→ **TEXT**
There are three groups of people for whom Marvel Comics: The Untold Story is required reading. Group 1 is comprised of writers and artists, regardless of where they are in their career or whether or not they’re working on comics, novels, storyboards, etc. Group 2 is comprised of people who are comic fans, especially those who, like myself, came of age on 70′s and 80′s Marvel (the Bronze Age). Group 3 is comprised of American historians, because Marvel’s history is very much a history of America, from the counter-culture 60′s to the yuppie-greed of the 80′s, to the corporations-as-people mindset of today.
Howe does a commendable job of delivering exactly what the book’s copy promises–presenting a factual, unvarnished look at Stan Lee, Jack Kirby, Roy Thomas, Jim Shooter, Len Wein, Steve Gerber, Jim Starlin, Chris Claremont, John Byrne, Frank Miller, Todd McFarlane, and all the other personalities and creative types who — let’s face it — were more responsible for our childhoods and the adults those childhoods transformed us into than even our parents or George Lucas were. With that sort of reverence in mind, it would have been easy for Howe to gloss over some of the absolute dickery Lee has engaged in over the years (to offer one example) or downplay how the use of certain “mind-altering substances” informed work on such books as Captain Marvel (to offer another). But Howe presses on and perseveres, and as a result, delivers the best look (so far) at what really went into the creation of these character. Were this a movie, it would handily sweep the Oscars. The only reason the book isn’t higher on my list is in what it lacks. Given my age, I certainly appreciated the space Howe devotes to 70′s Marvel or Jim Shooter’s 80′s, for example, but I would have loved to have seen the same attention given to the current Quesada, Brevoort, Alonso-era. Maybe it’s too soon, or maybe a follow-up is forthcoming. Regardless, Marvel Comics: The Untold Story is an absolutely mesmerizing, loving, and engrossing read, full of caution and danger and wonder and epochal characters larger than life — just like the comic characters they created. Buy it here.

→ **Data entries**
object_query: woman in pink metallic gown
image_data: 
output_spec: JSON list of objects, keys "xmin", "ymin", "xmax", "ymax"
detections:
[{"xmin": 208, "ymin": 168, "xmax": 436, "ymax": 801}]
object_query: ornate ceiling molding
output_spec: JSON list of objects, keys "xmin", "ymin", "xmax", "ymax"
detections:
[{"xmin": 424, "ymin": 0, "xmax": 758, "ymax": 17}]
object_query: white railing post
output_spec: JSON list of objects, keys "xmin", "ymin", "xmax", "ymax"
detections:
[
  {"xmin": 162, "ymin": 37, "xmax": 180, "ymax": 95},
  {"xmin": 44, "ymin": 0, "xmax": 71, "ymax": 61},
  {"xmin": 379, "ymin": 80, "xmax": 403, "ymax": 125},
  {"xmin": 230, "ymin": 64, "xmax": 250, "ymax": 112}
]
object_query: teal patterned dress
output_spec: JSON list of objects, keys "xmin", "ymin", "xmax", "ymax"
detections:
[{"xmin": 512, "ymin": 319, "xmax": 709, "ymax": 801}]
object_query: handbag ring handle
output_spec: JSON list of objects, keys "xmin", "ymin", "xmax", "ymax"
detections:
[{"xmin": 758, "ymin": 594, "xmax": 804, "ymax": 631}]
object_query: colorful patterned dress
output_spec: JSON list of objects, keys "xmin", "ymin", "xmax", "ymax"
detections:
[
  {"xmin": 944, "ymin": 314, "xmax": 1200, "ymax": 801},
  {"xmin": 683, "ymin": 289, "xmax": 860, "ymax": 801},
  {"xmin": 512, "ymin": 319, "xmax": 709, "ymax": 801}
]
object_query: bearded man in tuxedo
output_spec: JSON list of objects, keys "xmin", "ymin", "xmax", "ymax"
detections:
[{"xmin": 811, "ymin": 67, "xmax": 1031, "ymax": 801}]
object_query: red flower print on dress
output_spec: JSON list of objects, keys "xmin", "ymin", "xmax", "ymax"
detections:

→ **WORK TO BE COMPLETED**
Write out the full book review word for word.

→ **ANSWER**
There are three groups of people for whom Marvel Comics: The Untold Story is required reading. Group 1 is comprised of writers and artists, regardless of where they are in their career or whether or not they’re working on comics, novels, storyboards, etc. Group 2 is comprised of people who are comic fans, especially those who, like myself, came of age on 70′s and 80′s Marvel (the Bronze Age). Group 3 is comprised of American historians, because Marvel’s history is very much a history of America, from the counter-culture 60′s to the yuppie-greed of the 80′s, to the corporations-as-people mindset of today.
Howe does a commendable job of delivering exactly what the book’s copy promises–presenting a factual, unvarnished look at Stan Lee, Jack Kirby, Roy Thomas, Jim Shooter, Len Wein, Steve Gerber, Jim Starlin, Chris Claremont, John Byrne, Frank Miller, Todd McFarlane, and all the other personalities and creative types who — let’s face it — were more responsible for our childhoods and the adults those childhoods transformed us into than even our parents or George Lucas were. With that sort of reverence in mind, it would have been easy for Howe to gloss over some of the absolute dickery Lee has engaged in over the years (to offer one example) or downplay how the use of certain “mind-altering substances” informed work on such books as Captain Marvel (to offer another). But Howe presses on and perseveres, and as a result, delivers the best look (so far) at what really went into the creation of these character. Were this a movie, it would handily sweep the Oscars. The only reason the book isn’t higher on my list is in what it lacks. Given my age, I certainly appreciated the space Howe devotes to 70′s Marvel or Jim Shooter’s 80′s, for example, but I would have loved to have seen the same attention given to the current Quesada, Brevoort, Alonso-era. Maybe it’s too soon, or maybe a follow-up is forthcoming. Regardless, Marvel Comics: The Untold Story is an absolutely mesmerizing, loving, and engrossing read, full of caution and danger and wonder and epochal characters larger than life — just like the comic characters they created. Buy it here.